From the first line to the last, give the records again exactly.

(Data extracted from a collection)

>>>

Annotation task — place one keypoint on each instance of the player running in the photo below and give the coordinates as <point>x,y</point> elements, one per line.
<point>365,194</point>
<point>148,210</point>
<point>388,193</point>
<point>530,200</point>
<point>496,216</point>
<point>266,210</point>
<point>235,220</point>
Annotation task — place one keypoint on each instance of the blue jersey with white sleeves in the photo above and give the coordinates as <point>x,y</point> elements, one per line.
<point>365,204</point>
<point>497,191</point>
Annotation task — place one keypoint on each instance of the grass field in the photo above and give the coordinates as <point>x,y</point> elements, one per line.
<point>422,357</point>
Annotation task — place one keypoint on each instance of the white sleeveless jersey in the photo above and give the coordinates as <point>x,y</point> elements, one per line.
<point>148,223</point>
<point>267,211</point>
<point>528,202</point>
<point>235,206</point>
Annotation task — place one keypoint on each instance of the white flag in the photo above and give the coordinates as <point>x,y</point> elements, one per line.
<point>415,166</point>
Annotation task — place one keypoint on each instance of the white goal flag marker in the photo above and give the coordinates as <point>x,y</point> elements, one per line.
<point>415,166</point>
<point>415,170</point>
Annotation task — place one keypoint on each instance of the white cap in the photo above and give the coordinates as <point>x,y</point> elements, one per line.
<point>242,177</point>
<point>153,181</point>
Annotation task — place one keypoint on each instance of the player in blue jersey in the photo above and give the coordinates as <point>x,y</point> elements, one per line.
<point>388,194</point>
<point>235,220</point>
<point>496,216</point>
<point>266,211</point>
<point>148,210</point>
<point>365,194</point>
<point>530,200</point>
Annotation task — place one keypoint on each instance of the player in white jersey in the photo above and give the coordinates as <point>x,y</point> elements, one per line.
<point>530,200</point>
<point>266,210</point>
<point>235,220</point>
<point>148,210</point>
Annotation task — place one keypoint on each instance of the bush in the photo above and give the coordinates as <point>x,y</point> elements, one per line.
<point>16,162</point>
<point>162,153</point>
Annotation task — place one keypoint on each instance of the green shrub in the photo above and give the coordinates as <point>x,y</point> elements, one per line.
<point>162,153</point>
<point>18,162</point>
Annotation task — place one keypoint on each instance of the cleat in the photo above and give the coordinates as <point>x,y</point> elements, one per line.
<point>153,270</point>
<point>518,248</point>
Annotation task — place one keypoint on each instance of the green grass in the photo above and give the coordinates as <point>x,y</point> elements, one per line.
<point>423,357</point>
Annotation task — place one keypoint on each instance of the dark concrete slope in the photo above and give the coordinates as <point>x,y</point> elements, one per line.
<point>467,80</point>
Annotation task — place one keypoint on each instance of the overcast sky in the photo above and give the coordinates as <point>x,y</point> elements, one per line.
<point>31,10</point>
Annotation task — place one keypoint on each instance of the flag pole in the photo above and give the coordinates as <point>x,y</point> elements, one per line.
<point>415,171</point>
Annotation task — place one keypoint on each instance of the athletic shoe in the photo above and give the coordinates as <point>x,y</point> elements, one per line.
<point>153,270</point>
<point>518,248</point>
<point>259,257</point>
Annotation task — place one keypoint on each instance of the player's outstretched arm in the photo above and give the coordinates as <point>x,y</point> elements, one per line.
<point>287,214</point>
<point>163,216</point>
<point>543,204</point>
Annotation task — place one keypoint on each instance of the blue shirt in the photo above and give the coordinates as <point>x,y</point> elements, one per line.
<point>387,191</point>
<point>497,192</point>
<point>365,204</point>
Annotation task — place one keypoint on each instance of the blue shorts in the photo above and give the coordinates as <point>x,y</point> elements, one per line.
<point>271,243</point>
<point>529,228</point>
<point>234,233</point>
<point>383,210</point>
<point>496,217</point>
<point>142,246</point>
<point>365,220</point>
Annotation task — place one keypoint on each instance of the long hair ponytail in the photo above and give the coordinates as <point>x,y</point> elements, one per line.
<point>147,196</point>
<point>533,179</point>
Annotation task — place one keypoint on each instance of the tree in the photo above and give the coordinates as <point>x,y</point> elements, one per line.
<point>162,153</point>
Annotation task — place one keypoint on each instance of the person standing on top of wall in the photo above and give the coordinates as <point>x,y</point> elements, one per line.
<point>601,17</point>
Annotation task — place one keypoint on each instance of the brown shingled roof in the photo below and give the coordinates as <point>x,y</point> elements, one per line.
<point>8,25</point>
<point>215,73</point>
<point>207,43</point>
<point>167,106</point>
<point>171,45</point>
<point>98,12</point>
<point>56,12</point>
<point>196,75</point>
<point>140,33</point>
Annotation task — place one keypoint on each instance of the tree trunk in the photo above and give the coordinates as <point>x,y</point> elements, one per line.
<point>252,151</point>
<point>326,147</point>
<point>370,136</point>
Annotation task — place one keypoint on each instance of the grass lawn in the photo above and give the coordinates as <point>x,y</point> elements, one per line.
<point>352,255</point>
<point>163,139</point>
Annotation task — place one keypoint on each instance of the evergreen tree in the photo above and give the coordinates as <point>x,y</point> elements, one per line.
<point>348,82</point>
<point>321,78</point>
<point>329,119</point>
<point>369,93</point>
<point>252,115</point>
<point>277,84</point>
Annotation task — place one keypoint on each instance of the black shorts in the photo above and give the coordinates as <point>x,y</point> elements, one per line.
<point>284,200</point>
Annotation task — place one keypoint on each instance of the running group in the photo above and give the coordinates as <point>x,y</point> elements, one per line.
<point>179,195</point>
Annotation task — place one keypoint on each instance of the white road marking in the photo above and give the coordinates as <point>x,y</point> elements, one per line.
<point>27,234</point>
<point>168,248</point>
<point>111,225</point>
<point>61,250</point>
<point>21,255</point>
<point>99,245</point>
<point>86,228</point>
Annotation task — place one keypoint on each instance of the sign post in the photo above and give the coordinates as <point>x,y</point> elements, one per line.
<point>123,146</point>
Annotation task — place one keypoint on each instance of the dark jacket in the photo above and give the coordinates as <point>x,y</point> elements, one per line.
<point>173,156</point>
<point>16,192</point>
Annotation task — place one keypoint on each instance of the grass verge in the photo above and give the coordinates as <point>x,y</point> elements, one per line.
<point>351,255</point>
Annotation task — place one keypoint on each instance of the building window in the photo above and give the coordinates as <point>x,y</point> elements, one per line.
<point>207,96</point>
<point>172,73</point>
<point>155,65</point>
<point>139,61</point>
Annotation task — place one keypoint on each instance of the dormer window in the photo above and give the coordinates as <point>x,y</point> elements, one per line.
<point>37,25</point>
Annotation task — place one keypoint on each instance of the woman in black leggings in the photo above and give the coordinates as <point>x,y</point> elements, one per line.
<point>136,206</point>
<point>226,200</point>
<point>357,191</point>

<<<

§ Completed exercise
Annotation task — place one keypoint on each instance of the player running in the photo below and give the coordinates as <point>x,y</point> elements, one per line.
<point>365,194</point>
<point>148,210</point>
<point>388,193</point>
<point>530,200</point>
<point>496,216</point>
<point>266,210</point>
<point>235,220</point>
Annotation task — place one keypoint on each instance of the blue jersey with white sleeves in the photo above and give the coordinates as <point>x,y</point> elements, one per line.
<point>365,204</point>
<point>497,191</point>
Annotation task — place one keypoint on each instance of the grass field in the photo above and give the coordinates as <point>x,y</point> elements, one per line.
<point>422,357</point>
Annotation task — place one keypoint on each instance of the white sleeveless jersey in the photo above and give the coordinates as <point>x,y</point> elements, one per line.
<point>148,223</point>
<point>267,211</point>
<point>528,202</point>
<point>235,206</point>
Annotation task — place one keypoint on each instance of the white flag in the photo above and give the coordinates as <point>x,y</point> elements, one per line.
<point>415,166</point>
Annotation task — place one keypoint on each instance of the white goal flag marker in the photo above and give the coordinates as <point>x,y</point> elements, one per line.
<point>415,166</point>
<point>415,170</point>
Annotation task — place one keypoint on each instance of the white cap in the photo above and give the coordinates as <point>x,y</point> elements, one per line.
<point>242,177</point>
<point>153,181</point>
Annotation task — place one keypoint on each instance of the player in blue jersey in the photo above and give the coordinates as <point>x,y</point> elements, one per line.
<point>388,194</point>
<point>235,220</point>
<point>496,216</point>
<point>266,211</point>
<point>148,210</point>
<point>365,194</point>
<point>530,200</point>
Annotation task — place one keypoint on each instance of the player in white jersey in the photo above and give the coordinates as <point>x,y</point> elements, one per line.
<point>530,200</point>
<point>266,210</point>
<point>235,220</point>
<point>148,210</point>
Annotation task — place one keypoint on each instance of the bush in the photo above and give the coordinates as <point>x,y</point> elements, one per line.
<point>16,162</point>
<point>162,153</point>
Annotation task — place one keypoint on each instance of the green shrub in the photo above and give the coordinates as <point>x,y</point> elements, one per line.
<point>162,153</point>
<point>18,162</point>
Annotation task — place one keypoint on each instance of the cleat in the photo above and give the coordinates as <point>x,y</point> elements, one per line.
<point>153,270</point>
<point>518,248</point>
Annotation task — place one keypoint on each instance of the green grass in the photo above and give the coordinates as <point>x,y</point> elements, one per line.
<point>423,357</point>
Annotation task — place one keypoint on each instance of the dark concrete slope in the photo above and give the coordinates as <point>x,y</point> elements, one per line.
<point>467,80</point>
Annotation task — place one keypoint on each instance of the overcast sky in the photo above and give the coordinates as <point>x,y</point> elements, one per line.
<point>31,10</point>
Annotation task — place one keypoint on each instance of the flag pole in the photo above and give the coordinates as <point>x,y</point> elements, one per line.
<point>415,171</point>
Annotation task — place one keypoint on each instance of the athletic shoe in the photo above and give the coordinates as <point>x,y</point> elements, one per line.
<point>153,270</point>
<point>518,248</point>
<point>259,257</point>
Annotation task — place one keypoint on each instance of the player's outstretched arm in the photo above and give the coordinates as <point>x,y</point> elements, one per line.
<point>287,214</point>
<point>163,216</point>
<point>543,204</point>
Annotation task — place one keypoint on each instance of the blue shirt in the photo above and give the coordinates as <point>x,y</point> elements, one per line.
<point>387,191</point>
<point>497,192</point>
<point>365,204</point>
Annotation task — place one keypoint on each instance of the blue shorts in the photo above and give the coordinates as <point>x,y</point> elements, one per line.
<point>271,243</point>
<point>529,228</point>
<point>234,233</point>
<point>383,210</point>
<point>496,217</point>
<point>142,246</point>
<point>365,220</point>
Annotation task — place one keypoint on each instance of the long hair ponytail in the photo above and give the coordinates as <point>x,y</point> elements, one per line.
<point>147,196</point>
<point>533,179</point>
Annotation task — place one keypoint on each instance of the tree in the photo above and give the coordinates as <point>x,y</point> elements, one per line.
<point>162,153</point>
Annotation task — place one keypoint on each instance of the person standing on top of wall in the photo above and give the coordinates as <point>x,y</point> elements, one per line.
<point>601,17</point>
Annotation task — place one keypoint on each instance of the brown shingled roof in the photo below and give the coordinates as <point>x,y</point> elements, one per line.
<point>8,25</point>
<point>215,73</point>
<point>207,43</point>
<point>167,106</point>
<point>171,45</point>
<point>98,12</point>
<point>56,12</point>
<point>196,75</point>
<point>140,33</point>
Annotation task — place one keypoint on each instance of the tree trunk in the photo above and give the coordinates as <point>x,y</point> elements, one per line.
<point>252,151</point>
<point>326,147</point>
<point>370,136</point>
Annotation task — place one keypoint on each instance of the grass lawn in the photo above and give the coordinates as <point>x,y</point> elements, one per line.
<point>352,255</point>
<point>163,139</point>
Annotation task — place one keypoint on each instance of the evergreen tree in the photo above and give the coordinates as <point>x,y</point> elements, one per line.
<point>348,82</point>
<point>321,78</point>
<point>329,119</point>
<point>369,93</point>
<point>252,115</point>
<point>277,84</point>
Annotation task — place one keypoint on each instance of the black shorts in the photo above and give the coordinates as <point>x,y</point> elements, one per line.
<point>284,200</point>
Annotation task — place one keypoint on each instance of the running group in the photo above and give the coordinates as <point>x,y</point> elements, one per line.
<point>179,195</point>
Annotation task — place one keypoint on each instance of the white road marking in the photo above and give the coordinates as <point>x,y</point> elements, one per line.
<point>27,234</point>
<point>168,248</point>
<point>111,225</point>
<point>61,250</point>
<point>21,255</point>
<point>99,245</point>
<point>86,228</point>
Annotation task — place one keypoint on each instance of the sign post in the photo above and give the coordinates as <point>x,y</point> elements, one per line.
<point>123,146</point>
Annotation task — place one keypoint on each instance of the dark jacket in the photo above and give the coordinates as <point>x,y</point> elements, one per line.
<point>173,156</point>
<point>16,192</point>
Annotation task — place one keypoint on each instance of the grass verge in the photo above and give the coordinates as <point>x,y</point> elements, one per line.
<point>351,255</point>
Annotation task — place one keypoint on each instance of the building window in the photo above and give the coordinates as <point>x,y</point> elements, one per line.
<point>207,96</point>
<point>172,73</point>
<point>155,65</point>
<point>139,61</point>
Annotation task — place one keypoint on each instance of the dormer window in the photo above and give the coordinates as <point>x,y</point> elements, one per line.
<point>37,25</point>
Annotation task — place one keypoint on each instance of the woman in black leggings in the photo above and give the coordinates as <point>x,y</point> elements, one per line.
<point>136,206</point>
<point>226,200</point>
<point>357,191</point>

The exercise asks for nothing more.